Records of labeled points
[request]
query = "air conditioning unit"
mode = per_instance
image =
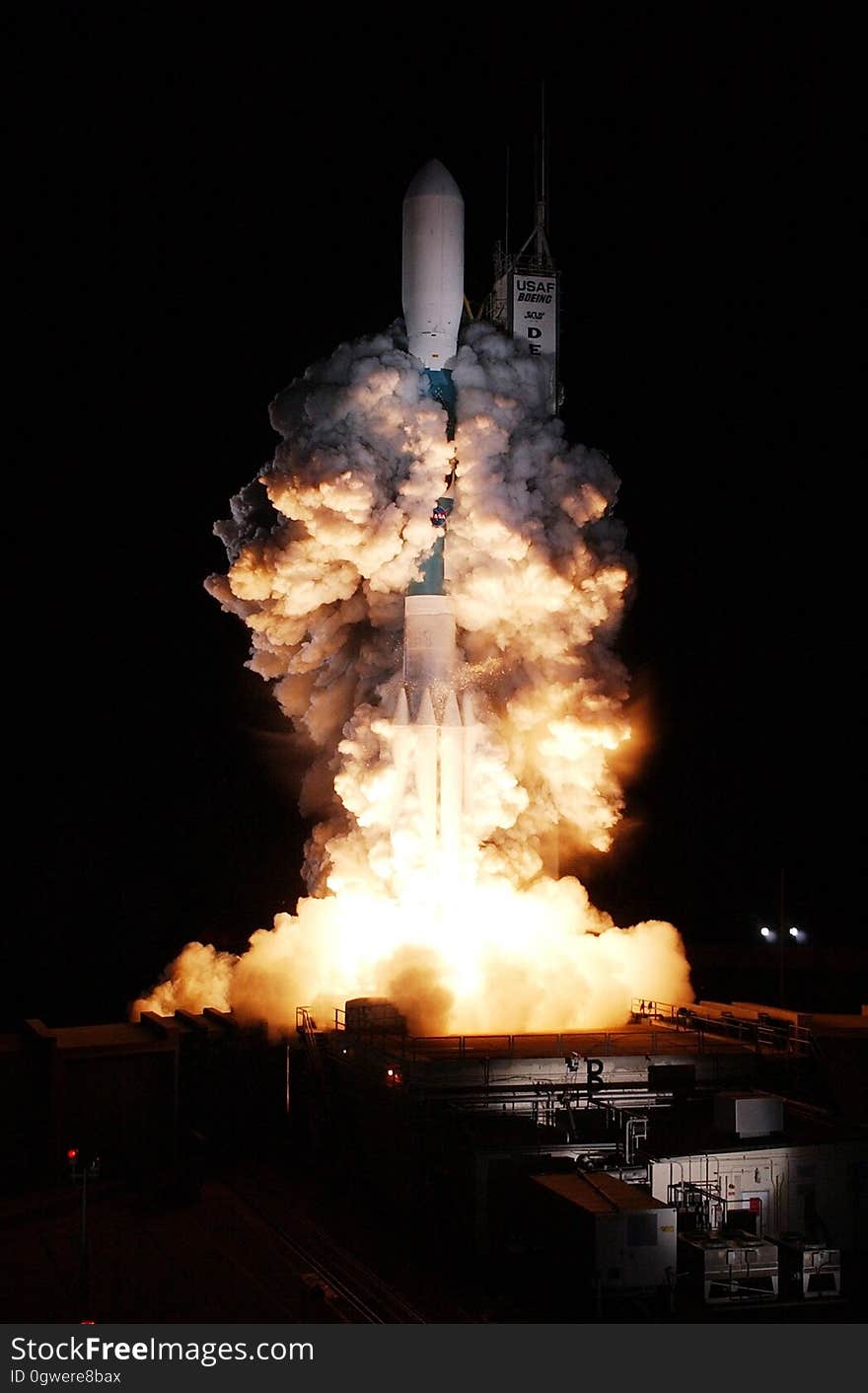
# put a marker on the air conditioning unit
---
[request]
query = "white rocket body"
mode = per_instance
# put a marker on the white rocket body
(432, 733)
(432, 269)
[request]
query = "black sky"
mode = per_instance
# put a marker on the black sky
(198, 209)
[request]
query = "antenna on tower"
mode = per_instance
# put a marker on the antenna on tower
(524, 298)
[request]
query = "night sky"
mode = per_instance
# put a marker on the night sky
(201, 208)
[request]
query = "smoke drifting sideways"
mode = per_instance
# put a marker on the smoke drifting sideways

WHAT THE EXERCISE ASKS
Give only the number of lines in the records above that contain the string "sideways".

RESULT BELOW
2